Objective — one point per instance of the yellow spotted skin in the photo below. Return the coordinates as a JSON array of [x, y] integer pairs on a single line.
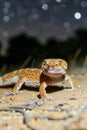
[[51, 71]]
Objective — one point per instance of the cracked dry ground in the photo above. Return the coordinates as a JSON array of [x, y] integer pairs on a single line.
[[65, 111]]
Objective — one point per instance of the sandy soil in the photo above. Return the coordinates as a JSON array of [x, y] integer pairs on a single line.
[[66, 110]]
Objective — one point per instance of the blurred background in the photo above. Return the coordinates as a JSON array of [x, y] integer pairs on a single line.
[[32, 30]]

━━━━━━━━━━

Reproduce the records from the start through the line containing "[[66, 110]]", with "coordinates" replaced by "positions" and nothing else altered. Omit the pictures.

Objective — one point per instance of the yellow spotted skin in the photo below. Return the positions as a JSON array of [x, y] integer pairs on a single line.
[[51, 71]]
Objective — one point per instance of the cracked dry ground in the photo above. Return the positions as a JSON array of [x, y] integer pairs on a single line.
[[65, 111]]
Objective — one point per instance of the sandy soil in the photo above. Return the positions as a JSON array of [x, y] integer pairs on a single line.
[[66, 110]]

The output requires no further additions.